**What you need to do**
Tally the lines in the records below that contain the word "white". Reply with the count alone.

--- START Supplied records ---

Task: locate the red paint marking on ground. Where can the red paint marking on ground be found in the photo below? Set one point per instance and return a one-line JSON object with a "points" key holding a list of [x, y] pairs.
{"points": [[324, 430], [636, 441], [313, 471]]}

--- END Supplied records ---
--- START Supplied records ---

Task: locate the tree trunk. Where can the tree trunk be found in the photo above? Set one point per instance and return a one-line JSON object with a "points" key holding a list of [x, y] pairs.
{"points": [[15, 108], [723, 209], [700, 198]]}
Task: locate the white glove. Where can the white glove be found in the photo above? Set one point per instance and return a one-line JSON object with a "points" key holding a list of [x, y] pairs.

--- END Supplied records ---
--- START Supplied records ---

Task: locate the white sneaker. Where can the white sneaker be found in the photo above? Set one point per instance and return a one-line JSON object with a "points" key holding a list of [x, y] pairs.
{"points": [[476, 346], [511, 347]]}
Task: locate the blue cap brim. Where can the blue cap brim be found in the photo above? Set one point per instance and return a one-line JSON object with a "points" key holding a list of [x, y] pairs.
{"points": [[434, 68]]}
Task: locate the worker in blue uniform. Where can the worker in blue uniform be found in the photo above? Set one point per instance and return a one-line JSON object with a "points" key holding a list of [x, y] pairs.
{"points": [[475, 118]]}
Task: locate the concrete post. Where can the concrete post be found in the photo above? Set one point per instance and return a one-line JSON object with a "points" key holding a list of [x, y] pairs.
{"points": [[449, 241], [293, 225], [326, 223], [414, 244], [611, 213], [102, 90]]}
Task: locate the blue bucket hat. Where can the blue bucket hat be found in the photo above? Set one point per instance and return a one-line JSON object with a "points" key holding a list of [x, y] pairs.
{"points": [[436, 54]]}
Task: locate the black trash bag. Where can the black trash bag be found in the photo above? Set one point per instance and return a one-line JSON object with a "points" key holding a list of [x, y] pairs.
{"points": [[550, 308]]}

--- END Supplied records ---

**Exercise output**
2